> _EXERCISE REQUIREMENTS_
Although the records contain pictures, the copy should leave them out and match everything else exactly.

> _EXTRACTED ENTRIES_
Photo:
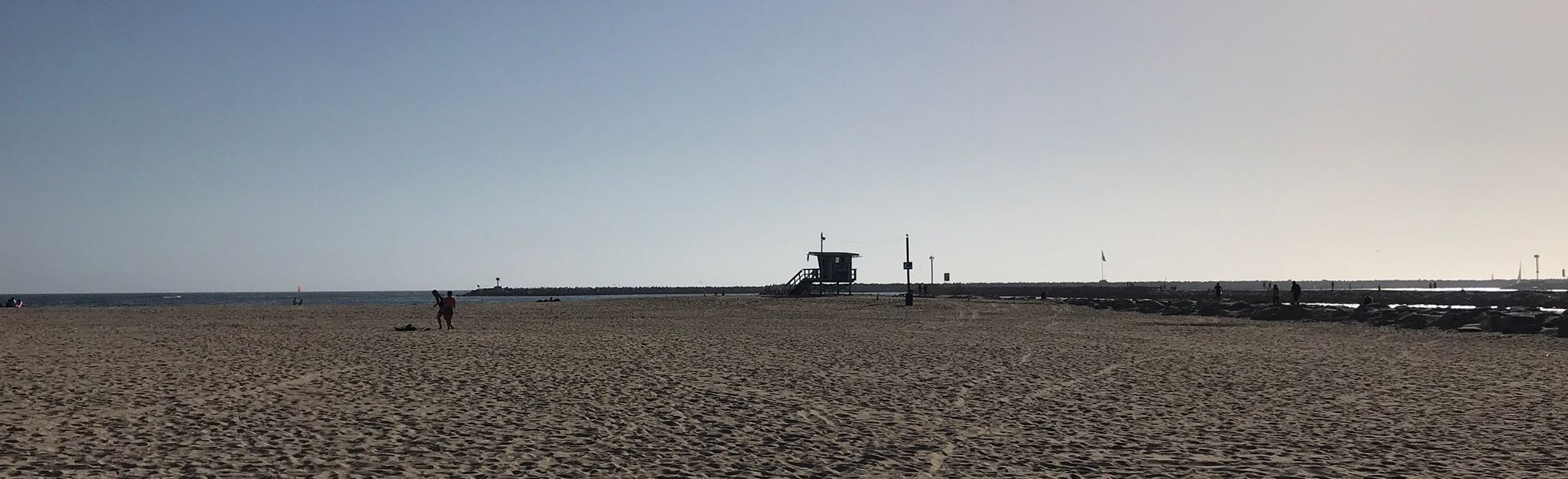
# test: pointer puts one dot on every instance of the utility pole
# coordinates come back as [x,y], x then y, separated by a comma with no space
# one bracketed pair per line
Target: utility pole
[908,266]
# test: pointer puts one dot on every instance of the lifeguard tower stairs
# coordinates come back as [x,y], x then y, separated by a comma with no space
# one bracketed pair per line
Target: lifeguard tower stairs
[835,274]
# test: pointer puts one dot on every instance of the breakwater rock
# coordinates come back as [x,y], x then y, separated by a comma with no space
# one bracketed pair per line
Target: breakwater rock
[1484,299]
[1512,321]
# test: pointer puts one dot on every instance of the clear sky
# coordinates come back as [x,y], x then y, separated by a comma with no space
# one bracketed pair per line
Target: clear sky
[400,145]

> _SOLUTION FOR THIS PROBLEM_
Photo:
# test: pointer puts one dot on every instance of the utility pole
# coordinates come back as [x,y], x then y, separated by a comma with no space
# one bracketed pair per line
Target: utility pole
[908,266]
# test: pointer puts one dot on every instance of the lifeguard tower stairs
# coordinates come back as [x,y], x then y, separated by a comma with no space
# one bracketed pair per line
Target: lifeguard tower stairs
[835,274]
# test: pointer puts one dot on every instance of the breakwater rock
# coordinates come back as [x,y], x then y, separated by a comma with no space
# one bracketed pair per line
Target: breakwater rock
[1484,299]
[1512,321]
# test: pointer puts one dot on every instance of the clear sky
# coordinates come back as [x,y], x then y, separated by a comma with no space
# one bracketed pair per line
Target: clear sky
[400,145]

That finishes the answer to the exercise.